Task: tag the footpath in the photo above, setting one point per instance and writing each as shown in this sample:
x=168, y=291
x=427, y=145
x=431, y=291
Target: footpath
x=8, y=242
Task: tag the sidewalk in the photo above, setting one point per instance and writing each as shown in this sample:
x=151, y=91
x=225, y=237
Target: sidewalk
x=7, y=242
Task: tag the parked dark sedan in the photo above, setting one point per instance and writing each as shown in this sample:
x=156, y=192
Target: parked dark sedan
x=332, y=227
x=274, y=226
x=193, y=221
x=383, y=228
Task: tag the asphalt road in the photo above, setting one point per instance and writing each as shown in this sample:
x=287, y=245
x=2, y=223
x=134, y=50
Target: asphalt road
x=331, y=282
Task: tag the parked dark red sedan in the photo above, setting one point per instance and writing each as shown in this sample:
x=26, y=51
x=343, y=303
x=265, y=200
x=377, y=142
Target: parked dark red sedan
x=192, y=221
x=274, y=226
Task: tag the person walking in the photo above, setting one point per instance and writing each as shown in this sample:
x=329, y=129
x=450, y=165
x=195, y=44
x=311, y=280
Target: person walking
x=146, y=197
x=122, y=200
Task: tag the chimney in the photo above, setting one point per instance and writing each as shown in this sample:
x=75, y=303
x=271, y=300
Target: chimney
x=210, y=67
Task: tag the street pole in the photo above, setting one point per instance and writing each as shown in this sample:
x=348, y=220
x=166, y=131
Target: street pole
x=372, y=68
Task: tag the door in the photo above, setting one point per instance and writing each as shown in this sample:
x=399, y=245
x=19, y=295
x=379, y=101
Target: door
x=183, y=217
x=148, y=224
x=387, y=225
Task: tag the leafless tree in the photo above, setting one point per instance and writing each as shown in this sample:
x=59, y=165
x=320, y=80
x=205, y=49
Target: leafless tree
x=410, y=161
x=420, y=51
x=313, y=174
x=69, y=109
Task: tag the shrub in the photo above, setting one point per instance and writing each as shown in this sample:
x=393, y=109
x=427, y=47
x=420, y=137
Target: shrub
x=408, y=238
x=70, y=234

WRITTEN INSTRUCTION: Lay out every line of the records above as a Markdown table with two columns, No. and Text. Number the lines in order and leave out any blank lines.

SOLVED PROBLEM:
| No. | Text |
|---|---|
| 1 | Task: tag the footpath in the photo above, setting one point per instance and writing each as shown in this sample: |
| 2 | x=168, y=291 |
| 3 | x=427, y=145 |
| 4 | x=431, y=291 |
| 5 | Target: footpath |
| 6 | x=8, y=242 |
| 7 | Task: tag the sidewalk in the photo above, setting one point per instance and writing each as shown in this sample: |
| 8 | x=151, y=91 |
| 9 | x=225, y=237 |
| 10 | Target: sidewalk |
| 11 | x=7, y=242 |
| 12 | Task: tag the parked dark sedan in the photo above, setting one point per instance and writing each as shown in this sample: |
| 13 | x=156, y=192 |
| 14 | Target: parked dark sedan |
| 15 | x=332, y=227 |
| 16 | x=274, y=226 |
| 17 | x=193, y=221 |
| 18 | x=383, y=228 |
| 19 | Task: tag the asphalt road in the photo above, setting one point per instance and writing each as shown in this sample: |
| 20 | x=287, y=245 |
| 21 | x=2, y=223 |
| 22 | x=134, y=50 |
| 23 | Target: asphalt road |
| 24 | x=331, y=282 |
| 25 | Task: tag the parked dark red sedan in the photo above, setting one point per instance and writing each as shown in this sample: |
| 26 | x=26, y=51 |
| 27 | x=343, y=303 |
| 28 | x=265, y=200 |
| 29 | x=377, y=142 |
| 30 | Target: parked dark red sedan |
| 31 | x=192, y=221 |
| 32 | x=274, y=226 |
| 33 | Task: tag the person walking in the photo above, setting one point per instance and writing each as shown in this sample: |
| 34 | x=329, y=129 |
| 35 | x=450, y=165 |
| 36 | x=195, y=44 |
| 37 | x=311, y=280 |
| 38 | Target: person walking |
| 39 | x=146, y=197 |
| 40 | x=122, y=200 |
| 41 | Task: tag the chimney in the photo above, setting one point per instance and writing each as shown in this sample: |
| 42 | x=75, y=303 |
| 43 | x=271, y=300 |
| 44 | Target: chimney |
| 45 | x=210, y=67 |
| 46 | Task: tag the street pole in the photo above, setting one point per instance and writing each as shown in this sample: |
| 47 | x=348, y=220 |
| 48 | x=166, y=131 |
| 49 | Target: street pole |
| 50 | x=372, y=68 |
| 51 | Task: tag the door in the photo above, setting one point per instance and writing each as shown in this sample: |
| 52 | x=399, y=245 |
| 53 | x=19, y=295 |
| 54 | x=379, y=101 |
| 55 | Target: door |
| 56 | x=183, y=217 |
| 57 | x=148, y=224 |
| 58 | x=387, y=225 |
| 59 | Task: tag the leafless tree in the photo above, setting one point per instance and writing each as shown in this sample: |
| 60 | x=59, y=165 |
| 61 | x=320, y=80 |
| 62 | x=205, y=49 |
| 63 | Target: leafless tree |
| 64 | x=410, y=161 |
| 65 | x=420, y=51 |
| 66 | x=313, y=174 |
| 67 | x=69, y=109 |
| 68 | Task: tag the shrub in the photo above, setting one point per instance and writing each as shown in this sample: |
| 69 | x=393, y=109 |
| 70 | x=427, y=47 |
| 71 | x=420, y=137 |
| 72 | Target: shrub |
| 73 | x=408, y=238 |
| 74 | x=70, y=234 |